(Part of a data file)

-- START --

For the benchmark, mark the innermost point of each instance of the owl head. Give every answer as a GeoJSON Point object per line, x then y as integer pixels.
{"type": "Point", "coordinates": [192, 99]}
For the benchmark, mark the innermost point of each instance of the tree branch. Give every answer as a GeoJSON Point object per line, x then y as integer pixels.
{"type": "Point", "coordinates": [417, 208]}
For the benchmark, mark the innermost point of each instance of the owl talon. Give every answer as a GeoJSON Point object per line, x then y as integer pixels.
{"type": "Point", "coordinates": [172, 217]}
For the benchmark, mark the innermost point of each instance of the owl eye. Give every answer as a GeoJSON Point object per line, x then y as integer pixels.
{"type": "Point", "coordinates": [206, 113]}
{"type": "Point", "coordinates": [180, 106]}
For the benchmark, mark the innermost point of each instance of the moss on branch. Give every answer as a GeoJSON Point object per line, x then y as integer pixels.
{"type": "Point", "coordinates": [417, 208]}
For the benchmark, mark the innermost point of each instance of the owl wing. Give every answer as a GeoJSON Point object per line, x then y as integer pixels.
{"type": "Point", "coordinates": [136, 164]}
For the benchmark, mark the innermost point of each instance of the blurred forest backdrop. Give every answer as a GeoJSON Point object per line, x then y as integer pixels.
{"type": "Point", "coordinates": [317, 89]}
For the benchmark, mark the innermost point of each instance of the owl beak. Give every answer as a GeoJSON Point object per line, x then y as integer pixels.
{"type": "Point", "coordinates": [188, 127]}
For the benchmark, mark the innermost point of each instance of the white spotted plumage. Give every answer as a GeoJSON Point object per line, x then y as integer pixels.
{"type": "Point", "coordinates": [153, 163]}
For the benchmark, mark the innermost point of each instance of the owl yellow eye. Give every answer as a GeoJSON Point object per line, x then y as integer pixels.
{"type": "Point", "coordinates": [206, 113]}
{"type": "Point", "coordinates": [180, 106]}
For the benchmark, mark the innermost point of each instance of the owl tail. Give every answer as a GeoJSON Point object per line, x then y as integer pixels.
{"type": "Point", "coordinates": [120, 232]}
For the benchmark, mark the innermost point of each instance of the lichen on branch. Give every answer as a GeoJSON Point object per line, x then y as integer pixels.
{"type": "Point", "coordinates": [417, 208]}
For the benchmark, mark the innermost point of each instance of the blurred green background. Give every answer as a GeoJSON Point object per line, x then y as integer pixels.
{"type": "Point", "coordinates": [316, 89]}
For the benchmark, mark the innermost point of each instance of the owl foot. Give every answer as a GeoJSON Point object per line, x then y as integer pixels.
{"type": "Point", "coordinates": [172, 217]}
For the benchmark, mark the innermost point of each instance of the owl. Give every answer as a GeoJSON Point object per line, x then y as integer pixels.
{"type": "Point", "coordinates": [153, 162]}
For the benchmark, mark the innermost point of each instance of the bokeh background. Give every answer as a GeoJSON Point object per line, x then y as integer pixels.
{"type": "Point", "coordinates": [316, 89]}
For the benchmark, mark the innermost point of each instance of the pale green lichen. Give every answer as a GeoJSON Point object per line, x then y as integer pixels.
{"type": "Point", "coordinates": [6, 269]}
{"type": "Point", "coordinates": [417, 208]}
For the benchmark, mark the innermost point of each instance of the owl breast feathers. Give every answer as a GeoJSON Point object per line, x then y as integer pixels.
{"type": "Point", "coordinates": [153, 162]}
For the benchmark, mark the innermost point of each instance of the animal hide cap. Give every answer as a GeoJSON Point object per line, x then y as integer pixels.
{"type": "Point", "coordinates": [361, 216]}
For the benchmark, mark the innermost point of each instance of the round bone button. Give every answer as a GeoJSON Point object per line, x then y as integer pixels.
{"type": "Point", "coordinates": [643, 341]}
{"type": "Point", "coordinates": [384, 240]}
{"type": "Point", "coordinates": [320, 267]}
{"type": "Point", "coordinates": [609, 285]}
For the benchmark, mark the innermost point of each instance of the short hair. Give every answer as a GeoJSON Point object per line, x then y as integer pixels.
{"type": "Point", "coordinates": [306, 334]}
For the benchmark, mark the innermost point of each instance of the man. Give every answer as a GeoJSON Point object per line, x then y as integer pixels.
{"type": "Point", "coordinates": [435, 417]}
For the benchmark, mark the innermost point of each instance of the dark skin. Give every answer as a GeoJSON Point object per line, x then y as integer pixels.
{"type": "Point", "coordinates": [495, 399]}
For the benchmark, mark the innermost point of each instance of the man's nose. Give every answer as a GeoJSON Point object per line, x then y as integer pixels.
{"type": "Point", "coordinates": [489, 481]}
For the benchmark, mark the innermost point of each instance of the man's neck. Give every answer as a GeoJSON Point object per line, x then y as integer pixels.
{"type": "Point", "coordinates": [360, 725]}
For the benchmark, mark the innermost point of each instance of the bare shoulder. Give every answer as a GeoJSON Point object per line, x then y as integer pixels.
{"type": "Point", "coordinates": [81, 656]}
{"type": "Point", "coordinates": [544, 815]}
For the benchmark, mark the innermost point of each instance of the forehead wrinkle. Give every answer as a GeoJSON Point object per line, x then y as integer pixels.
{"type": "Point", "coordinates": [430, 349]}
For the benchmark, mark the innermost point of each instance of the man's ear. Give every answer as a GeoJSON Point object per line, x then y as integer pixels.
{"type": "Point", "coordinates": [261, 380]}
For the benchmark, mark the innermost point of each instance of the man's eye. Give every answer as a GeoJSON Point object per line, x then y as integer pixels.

-- END --

**TASK GOAL**. Retype the whole listing, matching it exactly.

**PROBLEM SOLUTION**.
For the benchmark, mark the innermost point of each instance of the owl head. Give every answer as a GeoJSON Point object per line, x then y as integer pixels.
{"type": "Point", "coordinates": [192, 99]}
For the benchmark, mark the innermost point of each instance of the tree branch. Give every answer as a GeoJSON Point object per line, x then y as integer pixels.
{"type": "Point", "coordinates": [417, 208]}
For the benchmark, mark the innermost point of each instance of the owl talon. Give every answer as a GeoJSON Point object per line, x then y as integer pixels.
{"type": "Point", "coordinates": [172, 217]}
For the benchmark, mark the innermost point of each instance of the owl eye. Give every answer as a GeoJSON Point object per line, x then y as integer pixels.
{"type": "Point", "coordinates": [206, 113]}
{"type": "Point", "coordinates": [180, 106]}
For the benchmark, mark the innermost point of each instance of the moss on branch. Give every answer as a GeoJSON Point object per line, x then y as integer pixels.
{"type": "Point", "coordinates": [417, 208]}
For the benchmark, mark the innermost point of each instance of the owl wing. Give every answer as a GeoJSON Point object per line, x then y as integer pixels.
{"type": "Point", "coordinates": [136, 164]}
For the benchmark, mark the innermost point of each instance of the blurred forest backdrop. Give every answer as a GeoJSON Point object per line, x then y as integer pixels.
{"type": "Point", "coordinates": [317, 89]}
For the benchmark, mark the innermost point of each instance of the owl beak. Give every answer as a GeoJSON Point object per line, x then y as integer pixels.
{"type": "Point", "coordinates": [188, 127]}
For the benchmark, mark the innermost point of each instance of the white spotted plumage. Give every answer as a GeoJSON Point object per line, x then y as integer pixels.
{"type": "Point", "coordinates": [153, 163]}
For the benchmark, mark the innermost point of each instance of the owl yellow eye. Give every answer as a GeoJSON Point object per line, x then y as integer pixels.
{"type": "Point", "coordinates": [206, 113]}
{"type": "Point", "coordinates": [180, 106]}
For the benchmark, mark the innermost point of each instance of the owl tail. Give every answer as a GeoJSON Point object per line, x then y as integer pixels.
{"type": "Point", "coordinates": [120, 232]}
For the benchmark, mark the innermost point of each instance of the lichen on branch. Give every answer as a GeoJSON Point object per line, x then y as integer pixels.
{"type": "Point", "coordinates": [417, 208]}
For the benchmark, mark the innermost point of each instance of the blurred green background. Give every answer as a GeoJSON Point object per line, x then y as integer pixels.
{"type": "Point", "coordinates": [316, 89]}
For the benchmark, mark the innermost point of each instance of the owl foot. Give every answer as a GeoJSON Point object per line, x then y as integer pixels.
{"type": "Point", "coordinates": [172, 217]}
For the benchmark, mark the innermost point of each instance of the owl. Give every answer as a GeoJSON Point object per line, x then y as integer pixels.
{"type": "Point", "coordinates": [153, 162]}
For the benchmark, mark the innermost point of each instance of the bokeh background. Give every answer as a GeoJSON Point object per line, x then y as integer pixels.
{"type": "Point", "coordinates": [316, 89]}
For the benchmark, mark the innermost point of each instance of the pale green lichen. Give every answer as a GeoJSON Point object per line, x then y as integer pixels.
{"type": "Point", "coordinates": [6, 269]}
{"type": "Point", "coordinates": [417, 208]}
For the benchmark, mark the innermost point of each instance of the owl breast feathers. Give every answer as a GeoJSON Point object per line, x then y as integer pixels.
{"type": "Point", "coordinates": [153, 162]}
For the benchmark, mark the innermost point of each instance of the animal hide cap. Give every answer as a GeoJSON Point object per line, x then y as integer pixels.
{"type": "Point", "coordinates": [361, 216]}
For the benchmark, mark the innermost point of each instance of the round bone button. Give every answer as a GeoJSON Point object per line, x then y as integer pixels.
{"type": "Point", "coordinates": [643, 341]}
{"type": "Point", "coordinates": [384, 240]}
{"type": "Point", "coordinates": [320, 267]}
{"type": "Point", "coordinates": [609, 285]}
For the benchmark, mark the innermost point of each instance of the short hair. Give every answer as a GeoJSON Point object per line, x then y as integer pixels.
{"type": "Point", "coordinates": [306, 334]}
For the benchmark, mark the innermost point of each instance of the man. Give every answer as a GeoJSON Point object per line, x then y as integer pixels.
{"type": "Point", "coordinates": [435, 417]}
For the benchmark, mark the innermost point of each instance of the dark skin. Give every answer as a GeoJSON Point object per line, x then y as integer pixels.
{"type": "Point", "coordinates": [495, 399]}
For the benchmark, mark the innermost point of each instance of the man's nose. Give every answer as a GeoJSON Point object per line, x then y as integer pixels.
{"type": "Point", "coordinates": [489, 481]}
For the benchmark, mark the innermost point of each instance of the man's neck. Give every answer as a GeoJSON Point object per line, x then y as integer pixels.
{"type": "Point", "coordinates": [360, 725]}
For the benchmark, mark the innermost point of each instance of the bare shoulder. Give every answer as a GeoJSON Point object per line, x then y as integer pixels.
{"type": "Point", "coordinates": [81, 656]}
{"type": "Point", "coordinates": [544, 815]}
For the benchmark, mark the innermost point of each instance of the forehead wrinkle. Give every answer as a GeoJSON Point object per line, x then y as integer pixels.
{"type": "Point", "coordinates": [430, 349]}
For the benchmark, mark the innermost point of each instance of the man's ear. Give every answer as a GeoJSON Point object per line, x then y as integer pixels.
{"type": "Point", "coordinates": [261, 380]}
For the benchmark, mark the innermost point of each instance of the man's eye. Give every answer as a GeoJSON Point object per line, x then y as integer pixels.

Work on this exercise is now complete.